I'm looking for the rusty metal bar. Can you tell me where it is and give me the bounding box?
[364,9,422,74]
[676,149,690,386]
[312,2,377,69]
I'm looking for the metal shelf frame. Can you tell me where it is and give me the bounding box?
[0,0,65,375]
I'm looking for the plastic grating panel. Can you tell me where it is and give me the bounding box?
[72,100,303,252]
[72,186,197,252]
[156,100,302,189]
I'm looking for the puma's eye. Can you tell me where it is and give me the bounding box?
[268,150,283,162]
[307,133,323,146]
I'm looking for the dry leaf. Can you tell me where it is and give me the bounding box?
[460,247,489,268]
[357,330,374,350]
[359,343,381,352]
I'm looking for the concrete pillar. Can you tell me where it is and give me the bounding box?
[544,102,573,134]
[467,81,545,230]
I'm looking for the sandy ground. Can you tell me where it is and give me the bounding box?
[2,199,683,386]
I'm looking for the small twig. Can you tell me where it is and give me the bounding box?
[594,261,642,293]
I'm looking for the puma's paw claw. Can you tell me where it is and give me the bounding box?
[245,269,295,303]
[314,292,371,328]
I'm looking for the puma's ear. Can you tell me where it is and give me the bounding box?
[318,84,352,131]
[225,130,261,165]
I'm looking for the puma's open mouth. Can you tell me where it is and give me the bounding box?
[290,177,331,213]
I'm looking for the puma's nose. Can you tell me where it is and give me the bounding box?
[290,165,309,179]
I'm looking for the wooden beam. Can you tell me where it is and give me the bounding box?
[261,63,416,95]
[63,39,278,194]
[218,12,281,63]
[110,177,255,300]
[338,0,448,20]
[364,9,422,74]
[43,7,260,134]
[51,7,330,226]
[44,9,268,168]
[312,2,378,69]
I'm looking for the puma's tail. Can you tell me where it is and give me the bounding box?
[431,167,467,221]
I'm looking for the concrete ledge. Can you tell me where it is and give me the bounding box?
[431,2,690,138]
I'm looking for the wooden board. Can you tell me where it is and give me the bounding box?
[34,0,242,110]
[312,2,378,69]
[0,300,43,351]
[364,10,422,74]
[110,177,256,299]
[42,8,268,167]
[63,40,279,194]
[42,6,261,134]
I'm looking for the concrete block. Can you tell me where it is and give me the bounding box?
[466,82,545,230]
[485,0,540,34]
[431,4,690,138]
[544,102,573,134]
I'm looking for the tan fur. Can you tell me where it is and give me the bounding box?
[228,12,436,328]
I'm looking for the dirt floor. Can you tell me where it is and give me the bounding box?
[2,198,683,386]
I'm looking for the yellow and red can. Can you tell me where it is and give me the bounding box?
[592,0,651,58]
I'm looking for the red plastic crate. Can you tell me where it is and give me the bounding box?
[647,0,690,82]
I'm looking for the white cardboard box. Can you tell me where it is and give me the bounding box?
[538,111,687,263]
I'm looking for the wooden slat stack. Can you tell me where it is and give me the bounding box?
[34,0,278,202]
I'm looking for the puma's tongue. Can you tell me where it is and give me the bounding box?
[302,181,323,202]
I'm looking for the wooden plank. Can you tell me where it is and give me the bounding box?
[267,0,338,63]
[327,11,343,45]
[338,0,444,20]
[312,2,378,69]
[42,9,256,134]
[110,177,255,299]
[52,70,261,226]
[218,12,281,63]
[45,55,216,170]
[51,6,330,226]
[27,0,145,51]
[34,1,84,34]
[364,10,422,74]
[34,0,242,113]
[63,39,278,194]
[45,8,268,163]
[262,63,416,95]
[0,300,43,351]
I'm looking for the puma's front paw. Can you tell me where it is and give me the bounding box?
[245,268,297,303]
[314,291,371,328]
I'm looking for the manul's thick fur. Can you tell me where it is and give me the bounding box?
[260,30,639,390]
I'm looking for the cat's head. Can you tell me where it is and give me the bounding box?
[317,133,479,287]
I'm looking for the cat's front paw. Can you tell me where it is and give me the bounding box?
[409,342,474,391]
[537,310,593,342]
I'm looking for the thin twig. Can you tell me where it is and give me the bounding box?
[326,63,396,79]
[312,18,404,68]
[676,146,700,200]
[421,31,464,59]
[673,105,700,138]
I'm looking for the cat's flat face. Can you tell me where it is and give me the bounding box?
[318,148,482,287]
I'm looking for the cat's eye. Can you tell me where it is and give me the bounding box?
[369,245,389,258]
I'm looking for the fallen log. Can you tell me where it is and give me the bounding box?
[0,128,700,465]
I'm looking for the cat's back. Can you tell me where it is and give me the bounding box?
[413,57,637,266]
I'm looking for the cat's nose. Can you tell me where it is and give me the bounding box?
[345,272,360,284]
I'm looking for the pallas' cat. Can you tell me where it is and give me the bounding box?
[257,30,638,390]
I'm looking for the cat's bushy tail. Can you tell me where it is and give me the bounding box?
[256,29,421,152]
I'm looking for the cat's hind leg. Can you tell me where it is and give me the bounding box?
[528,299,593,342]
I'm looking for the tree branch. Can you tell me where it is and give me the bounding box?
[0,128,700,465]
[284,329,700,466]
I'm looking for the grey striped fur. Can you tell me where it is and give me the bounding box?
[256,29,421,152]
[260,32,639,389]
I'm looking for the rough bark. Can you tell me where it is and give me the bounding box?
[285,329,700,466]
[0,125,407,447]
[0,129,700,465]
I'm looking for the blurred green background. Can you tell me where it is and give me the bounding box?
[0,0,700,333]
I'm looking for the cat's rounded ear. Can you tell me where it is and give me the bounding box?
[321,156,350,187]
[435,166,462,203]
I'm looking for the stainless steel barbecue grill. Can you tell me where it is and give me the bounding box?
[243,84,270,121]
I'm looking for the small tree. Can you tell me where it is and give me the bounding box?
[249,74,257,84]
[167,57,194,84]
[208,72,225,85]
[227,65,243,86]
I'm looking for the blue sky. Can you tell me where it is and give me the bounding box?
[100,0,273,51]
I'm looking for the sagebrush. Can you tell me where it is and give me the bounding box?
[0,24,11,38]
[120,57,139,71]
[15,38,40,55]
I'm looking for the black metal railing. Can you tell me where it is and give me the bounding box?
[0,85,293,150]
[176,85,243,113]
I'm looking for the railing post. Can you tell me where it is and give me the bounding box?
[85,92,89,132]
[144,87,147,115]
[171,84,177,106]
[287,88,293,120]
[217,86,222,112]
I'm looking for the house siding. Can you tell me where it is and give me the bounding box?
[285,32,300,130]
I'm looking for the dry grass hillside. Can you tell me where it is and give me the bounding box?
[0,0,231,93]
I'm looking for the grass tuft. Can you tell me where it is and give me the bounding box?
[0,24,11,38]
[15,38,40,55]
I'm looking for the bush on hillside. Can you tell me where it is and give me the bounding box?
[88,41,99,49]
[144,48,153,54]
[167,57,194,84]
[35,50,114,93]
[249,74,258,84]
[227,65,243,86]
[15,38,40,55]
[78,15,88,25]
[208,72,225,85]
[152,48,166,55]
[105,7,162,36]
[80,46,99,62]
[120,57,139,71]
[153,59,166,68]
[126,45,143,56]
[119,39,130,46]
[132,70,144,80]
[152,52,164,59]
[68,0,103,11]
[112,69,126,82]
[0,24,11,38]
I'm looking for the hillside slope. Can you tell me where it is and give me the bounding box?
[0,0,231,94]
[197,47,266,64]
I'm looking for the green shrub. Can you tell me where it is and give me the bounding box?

------------------------------

(Exercise)
Please rewrite all of the data above, replacing every "bounding box" with "box coordinates" and keeping everything else the same.

(Final result)
I'm looking for the rusty metal bar. Can you tell me where it is and give me the box coordinates?
[364,9,422,74]
[676,149,690,386]
[312,2,377,69]
I'm looking for the metal shelf frame. Can you tell me where it is and give me the box coordinates?
[0,0,65,375]
I'm looking for the plastic grating panel. Can you tell me where it is and give me the box coordinates?
[72,100,303,252]
[72,186,197,252]
[156,100,302,189]
I'm looking for the puma's eye. Can you tell me where it is and give me the box coordinates?
[268,150,283,162]
[307,133,323,146]
I'm looking for the dry leaf. Can you tell me where it is and give me the box coordinates?
[460,247,489,268]
[357,330,374,350]
[359,343,381,352]
I'm looking for the concrete pillar. Can you tell me where it is and give me the box coordinates?
[544,102,573,134]
[467,81,545,230]
I'm looking for the sandy ground. Can you tell me where it is and give me the box coordinates?
[2,199,683,386]
I'm looking for the small twig. Can you tell me where it is and give me the box coordinates?
[594,261,642,293]
I'm looking for the puma's paw claw. Can you tell me where it is and give me the box coordinates?
[245,269,295,303]
[314,292,371,328]
I'm looking for the puma's ear. Can you tell me where it is and give me the box coordinates?
[318,84,352,131]
[225,130,261,165]
I'm looking for the puma's open mouth. Can you tell me where it is and give me the box coordinates?
[290,177,331,213]
I'm looking for the puma's nose. Can you tell me where it is and give me the box coordinates?
[290,165,309,179]
I'm looking for the wooden beam. Can you tell me where it is and give me the box coordinates?
[261,63,416,95]
[63,39,278,194]
[218,12,281,63]
[110,177,255,300]
[338,0,448,20]
[364,9,422,74]
[43,7,260,134]
[51,7,330,226]
[44,9,268,168]
[312,2,378,69]
I'm looking for the puma's tail. Can you tell me where it is and give me the box coordinates?
[431,167,467,221]
I'm looking for the concrete ledge. Can you tell me where it is and give me the box coordinates?
[431,2,690,138]
I'm looking for the wooden board. Can you tell me where it is and give me the box coordinates?
[34,0,242,110]
[312,2,378,69]
[0,300,43,351]
[364,10,422,74]
[110,177,256,299]
[42,8,268,167]
[63,40,279,194]
[42,6,261,134]
I'm looking for the concrete block. Can you tell me where it is and give me the box coordinates?
[466,82,545,230]
[485,0,540,34]
[431,4,690,138]
[544,102,573,134]
I'm looking for the tan fur. Can you tell me where it is and give me the box coordinates?
[228,12,436,328]
I'm looking for the dirt floor. Can you tell me where it is and give me the box coordinates?
[2,198,683,386]
I'm looking for the yellow and red can. Can you tell me where it is and give me the box coordinates?
[592,0,651,58]
I'm looking for the red plastic crate. Can you tell me where it is and give me the box coordinates?
[647,0,690,82]
I'm looking for the white cardboard box. Can you tell me where it is and give me the box coordinates?
[538,111,687,263]
I'm looking for the wooden slat stack. Can you tell me where it is and give me the box coordinates?
[34,0,278,202]
I'm looking for the puma's tongue. Can you tell me where it is and give me the box coordinates?
[302,181,323,202]
I'm looking for the wooden plank. Can you tell me where it is and give me the box coordinates?
[267,0,338,63]
[327,11,343,45]
[338,0,444,20]
[312,2,378,69]
[42,9,256,134]
[110,177,255,299]
[52,70,261,226]
[218,12,281,63]
[45,55,216,170]
[51,6,330,226]
[27,0,145,51]
[34,1,84,34]
[364,10,422,74]
[34,0,242,113]
[63,39,278,194]
[45,8,268,163]
[262,63,416,95]
[0,300,43,351]
I'm looking for the puma's front paw. Can you tell me where it is and give me the box coordinates?
[245,268,297,303]
[314,291,371,328]
I'm looking for the manul's thick fur. Can you tell me where it is and give me the box coordinates?
[260,30,639,390]
I'm looking for the cat's head. Can you tell me where it is and give me the box coordinates?
[317,133,479,287]
I'm looking for the cat's front paw. Can you tell me where it is and give me the box coordinates?
[409,342,474,391]
[537,310,593,342]
I'm looking for the thin twig. Can you tell me where it is and give me the box coordinates?
[326,63,396,79]
[312,18,404,68]
[676,146,700,200]
[421,31,464,59]
[673,105,700,138]
I'm looking for the cat's flat face. Can you tell me where it is and give me the box coordinates?
[318,148,482,287]
I'm looking for the cat's eye. Can you tell me where it is and give me the box coordinates?
[369,245,389,258]
I'm looking for the fallen log. Can you tell me where it is and give me the box coordinates?
[0,128,700,465]
I'm looking for the cat's back. Can you tell me where it is and give me the box coordinates?
[413,57,637,266]
I'm looking for the cat's nose. Can you tell me where it is and give me the box coordinates?
[345,272,360,284]
I'm looking for the pallas' cat. Can you tell me where it is and give me the box coordinates?
[257,30,638,390]
I'm looking for the cat's bushy tail. Can you tell me where it is and give me the box coordinates?
[256,29,421,152]
I'm looking for the cat's hind leg. Can you tell me where it is and give me the box coordinates?
[528,299,593,342]
I'm looking for the tree branch. Can you tell me where it is and give me the box coordinates?
[0,128,700,465]
[284,329,700,466]
I'm looking for the grey striped fur. Can you tell me where it is and give me the box coordinates?
[256,29,421,152]
[260,32,639,389]
I'm looking for the rough bark. Can you tell me where it is and give me the box coordinates?
[285,329,700,466]
[0,125,407,447]
[0,129,700,465]
I'm looking for the blurred green background. Can you tell me where it is and give me the box coordinates?
[0,0,700,333]
I'm looking for the cat's rounded ear. Can you tell me where it is and give me the box coordinates?
[321,156,350,187]
[435,166,462,203]
I'm looking for the stainless steel barbecue grill. Can you tell me where it is and give me the box coordinates?
[243,84,270,121]
I'm looking for the small tree. Can you tell me where it is and give me the box coordinates?
[249,74,257,84]
[167,57,194,84]
[208,72,225,85]
[227,65,243,86]
I'm looking for the blue sky. Can you tell me where it is and give me the box coordinates?
[100,0,273,51]
I'm looking for the sagebrush. Can you tell me where it is and give me the box coordinates?
[0,24,11,38]
[120,57,139,71]
[15,38,40,55]
I'm looking for the black metal railing. Can you tell me where it is and give me the box coordinates?
[0,85,293,150]
[176,85,243,113]
I'm looking for the railing post. Can you tell me where it is and give me the box coordinates?
[85,92,89,132]
[144,87,147,115]
[171,84,177,106]
[287,88,293,120]
[217,86,222,112]
I'm looking for the house siding. Can you tell me where it is and give me the box coordinates?
[285,32,300,130]
I'm looking for the dry grass hillside. Can you tell me where it is and give me the box coordinates?
[0,0,231,93]
I'm looking for the grass tuft. Can you tell me where it is and give me the box coordinates?
[0,24,11,38]
[15,38,40,55]
I'm looking for the bush on hillside. Can you tell me where it is and give me the box coordinates?
[88,41,99,49]
[144,48,153,54]
[167,57,194,84]
[35,50,114,93]
[249,74,258,84]
[227,65,243,86]
[15,38,40,55]
[78,15,88,25]
[208,72,225,85]
[152,48,166,55]
[105,7,162,36]
[80,46,99,62]
[120,57,139,71]
[153,59,166,68]
[126,45,143,56]
[119,39,130,46]
[132,70,144,80]
[152,52,164,59]
[68,0,103,11]
[112,69,126,82]
[0,24,11,38]
I'm looking for the hillside slope. Can you tell me where it is and give me the box coordinates?
[0,0,231,94]
[197,47,266,64]
I'm looking for the green shrub. Can you tell me where it is and give me the box coordinates?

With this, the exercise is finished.